[Part of a data file]
▼▼▼

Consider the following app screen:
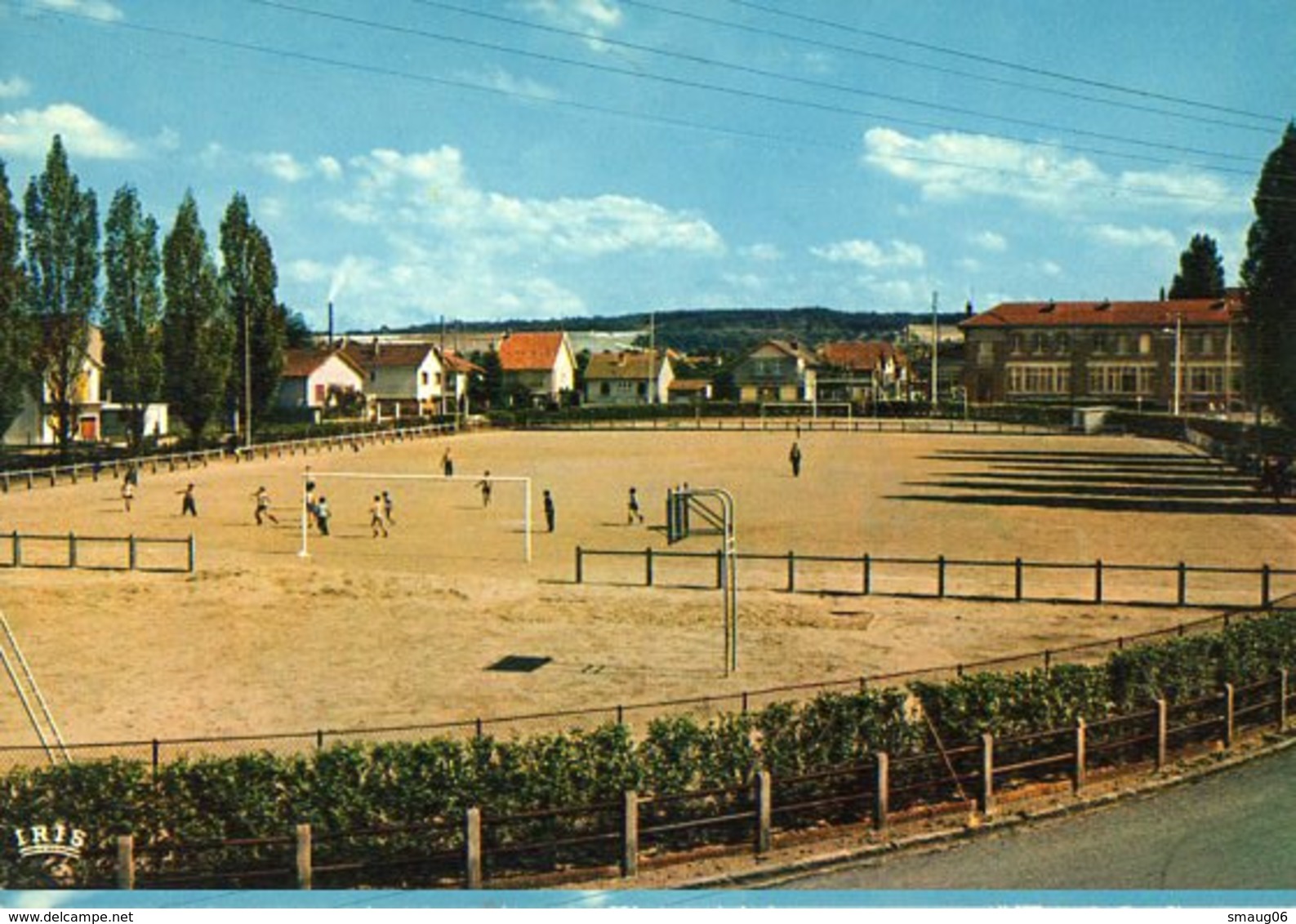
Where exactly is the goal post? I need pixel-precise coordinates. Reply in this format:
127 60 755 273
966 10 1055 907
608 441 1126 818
296 468 532 564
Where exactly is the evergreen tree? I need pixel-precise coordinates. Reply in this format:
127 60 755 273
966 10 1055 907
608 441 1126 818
220 193 287 438
1170 234 1223 298
1240 123 1296 426
104 185 162 452
162 192 234 441
24 135 99 456
0 161 33 438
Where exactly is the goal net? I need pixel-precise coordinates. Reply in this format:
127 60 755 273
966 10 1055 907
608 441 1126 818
298 469 532 562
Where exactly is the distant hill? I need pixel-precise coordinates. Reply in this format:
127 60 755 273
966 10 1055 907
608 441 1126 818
391 307 964 353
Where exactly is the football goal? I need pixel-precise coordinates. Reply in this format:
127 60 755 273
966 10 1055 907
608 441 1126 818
298 469 532 562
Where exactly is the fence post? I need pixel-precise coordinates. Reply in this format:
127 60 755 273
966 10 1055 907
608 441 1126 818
874 750 890 831
117 834 135 891
296 823 312 889
1278 668 1287 731
1156 700 1170 770
464 809 482 889
621 789 639 878
755 770 773 854
1223 683 1236 748
978 732 994 815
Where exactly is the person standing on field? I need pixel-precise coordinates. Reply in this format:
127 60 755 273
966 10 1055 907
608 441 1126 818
369 494 388 539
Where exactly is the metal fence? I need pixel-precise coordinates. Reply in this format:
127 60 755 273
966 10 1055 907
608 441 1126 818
0 611 1263 775
574 545 1296 608
79 670 1292 889
0 530 198 574
0 423 457 494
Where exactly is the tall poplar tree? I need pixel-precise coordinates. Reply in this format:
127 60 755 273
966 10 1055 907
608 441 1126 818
0 161 33 446
24 135 99 456
162 192 234 441
1170 234 1223 298
1240 123 1296 426
220 193 287 438
102 185 162 451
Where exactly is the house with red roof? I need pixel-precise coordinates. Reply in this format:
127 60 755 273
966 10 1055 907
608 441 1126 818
733 340 819 402
959 291 1243 412
815 341 910 404
274 350 364 410
497 331 576 404
583 350 675 404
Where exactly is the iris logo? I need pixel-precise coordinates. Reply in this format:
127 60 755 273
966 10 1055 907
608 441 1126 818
13 822 86 860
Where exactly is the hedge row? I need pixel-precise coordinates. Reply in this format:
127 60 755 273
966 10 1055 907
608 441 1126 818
0 611 1296 888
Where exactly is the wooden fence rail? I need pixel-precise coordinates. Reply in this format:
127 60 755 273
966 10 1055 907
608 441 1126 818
97 670 1291 889
0 530 191 574
0 424 457 494
574 545 1296 609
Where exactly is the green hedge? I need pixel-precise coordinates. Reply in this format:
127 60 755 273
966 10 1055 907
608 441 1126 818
0 611 1296 888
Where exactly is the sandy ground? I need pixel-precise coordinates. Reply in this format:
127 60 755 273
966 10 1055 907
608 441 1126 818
0 430 1296 744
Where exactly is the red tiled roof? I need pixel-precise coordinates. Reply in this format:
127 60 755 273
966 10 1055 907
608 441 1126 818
585 350 664 381
959 297 1241 328
341 341 431 369
819 341 908 372
499 331 563 372
284 350 364 379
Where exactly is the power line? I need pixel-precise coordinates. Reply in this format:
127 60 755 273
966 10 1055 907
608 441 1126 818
619 0 1282 135
252 0 1257 170
720 0 1287 126
15 0 1290 205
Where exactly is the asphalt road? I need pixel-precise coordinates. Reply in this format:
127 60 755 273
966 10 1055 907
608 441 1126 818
779 748 1296 891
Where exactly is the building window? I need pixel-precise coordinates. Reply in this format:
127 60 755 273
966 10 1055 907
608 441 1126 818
1009 364 1071 395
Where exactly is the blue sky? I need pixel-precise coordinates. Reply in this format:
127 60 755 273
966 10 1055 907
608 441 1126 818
0 0 1296 328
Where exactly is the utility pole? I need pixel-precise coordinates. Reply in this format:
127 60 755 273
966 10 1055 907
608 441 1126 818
243 300 252 447
932 291 941 415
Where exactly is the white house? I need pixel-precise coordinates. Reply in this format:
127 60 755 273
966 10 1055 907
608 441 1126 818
585 350 675 404
499 331 576 403
274 350 364 408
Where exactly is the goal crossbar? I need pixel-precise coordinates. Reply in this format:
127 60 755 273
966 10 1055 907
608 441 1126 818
296 469 532 564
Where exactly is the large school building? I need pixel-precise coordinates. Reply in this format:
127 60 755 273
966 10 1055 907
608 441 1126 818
960 293 1243 413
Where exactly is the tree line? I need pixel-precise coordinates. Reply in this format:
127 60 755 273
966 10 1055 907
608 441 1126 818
0 135 310 455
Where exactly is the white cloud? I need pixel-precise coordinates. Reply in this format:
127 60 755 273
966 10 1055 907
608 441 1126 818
1089 224 1175 249
0 102 140 161
252 152 311 183
0 77 31 100
968 231 1009 254
35 0 126 22
810 240 927 269
336 146 724 256
863 128 1247 211
739 243 783 263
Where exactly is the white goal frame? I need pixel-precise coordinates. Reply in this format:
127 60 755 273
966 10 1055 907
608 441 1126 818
761 401 855 420
296 469 532 564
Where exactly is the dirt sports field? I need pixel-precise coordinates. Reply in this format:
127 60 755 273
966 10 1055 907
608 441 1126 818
0 430 1296 744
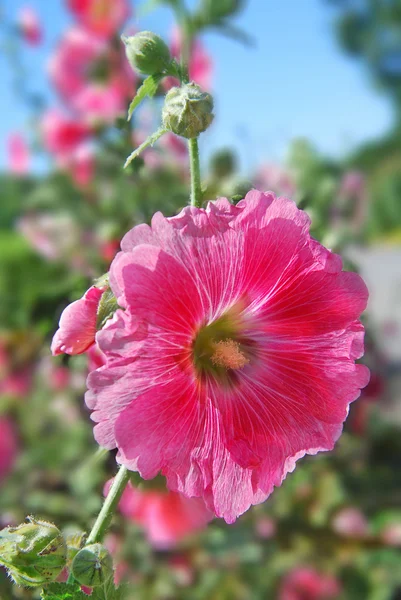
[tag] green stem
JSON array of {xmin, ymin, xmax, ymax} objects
[
  {"xmin": 188, "ymin": 138, "xmax": 202, "ymax": 208},
  {"xmin": 85, "ymin": 467, "xmax": 129, "ymax": 546}
]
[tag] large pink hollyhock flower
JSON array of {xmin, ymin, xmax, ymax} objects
[
  {"xmin": 8, "ymin": 133, "xmax": 30, "ymax": 175},
  {"xmin": 49, "ymin": 27, "xmax": 134, "ymax": 121},
  {"xmin": 86, "ymin": 190, "xmax": 369, "ymax": 522},
  {"xmin": 0, "ymin": 417, "xmax": 18, "ymax": 481},
  {"xmin": 113, "ymin": 484, "xmax": 213, "ymax": 550},
  {"xmin": 279, "ymin": 567, "xmax": 341, "ymax": 600},
  {"xmin": 18, "ymin": 6, "xmax": 43, "ymax": 46},
  {"xmin": 67, "ymin": 0, "xmax": 131, "ymax": 38},
  {"xmin": 51, "ymin": 285, "xmax": 106, "ymax": 356}
]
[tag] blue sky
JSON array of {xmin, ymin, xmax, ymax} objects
[{"xmin": 0, "ymin": 0, "xmax": 392, "ymax": 170}]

▲▲▲

▸ Do this: Output every line of the entries above as a numbered list, skipping any blank lines. Leave the pictures out of your answer.

▸ Correct result:
1. Consider the following app screen:
2. Where exactly is the goal post? I need pixel-precise coordinates. Reply in this format:
3. 127 60 755 273
4. 966 10 1055 907
5. 608 441 1126 818
6. 296 468 532 564
7. Where exactly is the evergreen tree? I need pixel-precise coordinates. Reply in this format:
8. 127 60 755 273
9. 966 10 1055 907
10. 608 441 1126 818
11. 220 193 287 438
12. 1170 234 1223 298
13. 1240 123 1296 426
14. 104 185 162 452
15. 162 192 234 441
16. 24 135 99 456
17. 0 161 33 438
18. Where exactly is the goal net? I need pixel-precise coordinates. Reply in this format:
19. 127 60 755 273
20. 966 10 1055 907
21. 608 441 1126 818
22. 298 469 532 562
23. Where exactly is the distant hill? I need pixel-precise coordinates. Reply in this format:
24. 127 60 755 273
25. 966 10 1055 907
26. 608 441 1126 818
27. 391 307 964 353
28. Where exactly is the football goal? I need pixel-precise coordinates. Reply in this format:
29. 127 60 755 273
30. 966 10 1055 907
31. 608 441 1126 818
32. 298 469 532 562
33. Where exactly is the fence post? I need pixel-precise coordinates. Reply in this format:
34. 127 60 755 273
35. 966 10 1055 907
36. 608 441 1126 818
37. 874 750 890 831
38. 117 834 135 891
39. 296 823 312 889
40. 1278 668 1287 731
41. 1156 700 1170 770
42. 464 809 482 889
43. 621 789 639 878
44. 755 770 773 854
45. 1223 683 1236 748
46. 978 732 994 815
47. Where exactly is the person standing on field? I need pixel-precise coordinates. Reply in this format:
48. 127 60 755 273
49. 966 10 1055 907
50. 608 441 1126 818
51. 369 494 388 539
52. Where exactly is the metal fence? I need pixel-precise coordinates. Reply in this format:
53. 127 60 755 273
54. 966 10 1055 907
55. 608 441 1126 818
56. 0 611 1263 775
57. 574 545 1296 608
58. 79 670 1292 889
59. 0 530 198 574
60. 0 423 457 494
61. Where exactly is the tall poplar tree? I need pixel-precise coordinates. Reply in this format:
62. 127 60 755 273
63. 966 10 1055 907
64. 608 441 1126 818
65. 0 161 33 446
66. 24 135 99 456
67. 162 192 234 441
68. 1170 234 1223 298
69. 1240 123 1296 426
70. 220 193 287 438
71. 102 185 162 451
72. Where exactly is the house with red roof? I need pixel-precise coordinates. Reply in this format:
73. 127 60 755 273
74. 966 10 1055 907
75. 608 441 1126 818
76. 733 340 819 402
77. 959 291 1243 412
78. 815 341 910 404
79. 274 350 364 410
80. 497 331 576 404
81. 583 350 675 404
82. Where exactly is the iris logo? I need pixel-precise coordinates. Reply in this format:
83. 127 60 755 273
84. 966 10 1055 907
85. 608 441 1126 818
86. 13 822 86 860
87. Where exactly is the hedge row? I need pixel-precise coordinates. Reply in this format:
88. 127 60 755 273
89. 966 10 1055 907
90. 608 441 1126 818
91. 0 611 1296 888
92. Where exactly is the wooden fence rail? I need pixel-precise coordinates. Reply in this format:
93. 127 60 755 273
94. 966 10 1055 907
95. 608 441 1126 818
96. 97 670 1291 889
97. 0 530 191 574
98. 0 424 457 494
99. 574 545 1296 609
100. Where exactly is the green hedge? I need pixel-precise coordinates. Reply in this format:
101. 127 60 755 273
102. 966 10 1055 907
103. 608 441 1126 818
104. 0 611 1296 888
105. Where exactly is the sandy ground? I need pixel-precise coordinates. Reply in this format:
106. 127 60 755 273
107. 966 10 1055 907
108. 608 441 1126 818
109. 0 430 1296 744
110. Where exactly is the red tiled roof? I need pixel-precise coordinates. Reply in this format:
111. 127 60 755 273
112. 966 10 1055 907
113. 608 441 1126 818
114. 585 350 664 381
115. 959 297 1241 328
116. 341 341 431 369
117. 819 341 908 372
118. 499 331 563 372
119. 284 350 364 379
120. Where exactly is the power line? I need pixel-precise coordinates. Reply in this format:
121. 127 60 755 273
122. 966 10 1055 907
123. 608 441 1126 818
124. 619 0 1282 135
125. 252 0 1257 170
126. 720 0 1287 126
127. 15 0 1290 205
128. Where exactly is the asphalt road? I need pixel-precise coordinates. Reply in this format:
129. 127 60 755 273
130. 966 10 1055 907
131. 608 441 1126 818
132. 779 748 1296 891
133. Where exactly is the building window? I need pixel-precise coordinates. Reply in this format:
134. 127 60 755 273
135. 966 10 1055 907
136. 608 441 1126 818
137. 1009 364 1071 395
138. Where exactly is the blue sky? I need pixel-precise coordinates. Reply in this format:
139. 127 60 755 273
140. 966 10 1055 907
141. 608 441 1126 818
142. 0 0 1296 328
143. Where exactly is the utility pole? I need pixel-precise coordinates. Reply in this format:
144. 127 60 755 273
145. 966 10 1055 907
146. 608 441 1126 818
147. 243 300 252 447
148. 932 291 941 415
149. Where exactly is the white house? I need pixel-precise coordinates. Reply in this format:
150. 127 60 755 273
151. 966 10 1055 907
152. 608 441 1126 818
153. 585 350 675 404
154. 499 331 576 403
155. 274 350 364 408
156. Where exactly is the goal crossbar? I need pixel-precise coordinates. Reply in this format:
157. 127 60 755 273
158. 966 10 1055 907
159. 608 441 1126 818
160. 296 469 532 564
161. Where exactly is the large school building? I need pixel-precise coordinates. Reply in this format:
162. 127 60 755 273
163. 966 10 1055 907
164. 608 441 1126 818
165. 960 293 1243 413
166. Where exactly is the tree line? I need pixel-precise coordinates. Reply in this format:
167. 127 60 755 273
168. 966 10 1055 907
169. 608 441 1126 818
170. 0 135 310 455
171. Where exactly is the white cloud? I need pixel-precise coordinates. Reply in this format:
172. 127 60 755 273
173. 966 10 1055 907
174. 608 441 1126 818
175. 1089 224 1175 249
176. 0 102 140 161
177. 252 152 311 183
178. 0 77 31 100
179. 968 231 1009 254
180. 35 0 126 22
181. 810 240 927 269
182. 336 146 724 256
183. 863 128 1247 211
184. 739 243 783 263
185. Where exactly is the white goal frame? I need pixel-precise coordinates. Reply in this format:
186. 127 60 755 273
187. 966 10 1055 907
188. 608 441 1126 818
189. 761 401 855 420
190. 296 469 532 564
191. Where exactly is the dirt sports field? I need pixel-precise coordinates. Reply in this format:
192. 127 60 755 273
193. 966 10 1055 907
194. 608 441 1126 818
195. 0 430 1296 744
196. [tag] green stem
197. JSON array of {xmin, ymin, xmax, ymax} objects
198. [
199.   {"xmin": 188, "ymin": 138, "xmax": 202, "ymax": 208},
200.   {"xmin": 85, "ymin": 467, "xmax": 129, "ymax": 546}
201. ]
202. [tag] large pink hollyhock flower
203. JSON array of {xmin, ymin, xmax, ymax} objects
204. [
205.   {"xmin": 8, "ymin": 133, "xmax": 30, "ymax": 175},
206.   {"xmin": 49, "ymin": 27, "xmax": 134, "ymax": 121},
207.   {"xmin": 86, "ymin": 190, "xmax": 369, "ymax": 522},
208.   {"xmin": 0, "ymin": 417, "xmax": 18, "ymax": 481},
209.   {"xmin": 113, "ymin": 484, "xmax": 213, "ymax": 550},
210.   {"xmin": 279, "ymin": 567, "xmax": 341, "ymax": 600},
211.   {"xmin": 18, "ymin": 6, "xmax": 43, "ymax": 46},
212.   {"xmin": 67, "ymin": 0, "xmax": 131, "ymax": 38},
213.   {"xmin": 51, "ymin": 285, "xmax": 106, "ymax": 356}
214. ]
215. [tag] blue sky
216. JSON array of {xmin, ymin, xmax, ymax} objects
217. [{"xmin": 0, "ymin": 0, "xmax": 392, "ymax": 170}]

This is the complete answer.